Data for the task ->
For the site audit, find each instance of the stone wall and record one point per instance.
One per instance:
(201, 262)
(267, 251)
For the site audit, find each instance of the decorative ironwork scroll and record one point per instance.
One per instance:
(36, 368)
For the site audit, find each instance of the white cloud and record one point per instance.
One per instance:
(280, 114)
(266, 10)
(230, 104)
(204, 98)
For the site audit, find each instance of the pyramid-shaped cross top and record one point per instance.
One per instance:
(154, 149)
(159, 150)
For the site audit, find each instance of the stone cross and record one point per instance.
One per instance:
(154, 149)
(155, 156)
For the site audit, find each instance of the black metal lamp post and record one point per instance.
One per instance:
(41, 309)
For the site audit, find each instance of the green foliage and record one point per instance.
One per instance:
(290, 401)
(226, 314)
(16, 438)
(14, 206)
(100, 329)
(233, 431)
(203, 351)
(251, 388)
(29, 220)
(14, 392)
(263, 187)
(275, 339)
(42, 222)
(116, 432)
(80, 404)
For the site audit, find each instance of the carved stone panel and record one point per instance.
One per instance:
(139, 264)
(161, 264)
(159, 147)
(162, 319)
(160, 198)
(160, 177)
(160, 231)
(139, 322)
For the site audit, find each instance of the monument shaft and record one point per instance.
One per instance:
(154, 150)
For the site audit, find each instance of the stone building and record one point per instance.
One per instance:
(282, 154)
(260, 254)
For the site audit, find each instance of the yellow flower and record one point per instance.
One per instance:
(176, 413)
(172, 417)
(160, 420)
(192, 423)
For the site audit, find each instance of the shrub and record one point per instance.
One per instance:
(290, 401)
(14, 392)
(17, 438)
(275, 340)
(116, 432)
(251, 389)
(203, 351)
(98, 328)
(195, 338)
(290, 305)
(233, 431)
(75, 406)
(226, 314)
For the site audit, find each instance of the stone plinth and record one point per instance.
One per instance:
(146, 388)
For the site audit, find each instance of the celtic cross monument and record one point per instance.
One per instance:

Aim of the task -> Wherever the string "monument" appears in the records above, copy the line it sits in.

Reply ->
For the site audit, find each instance of the monument shaft and record one point per instance.
For the site audit, find each instance of the celtic cross monument and record one point per instance.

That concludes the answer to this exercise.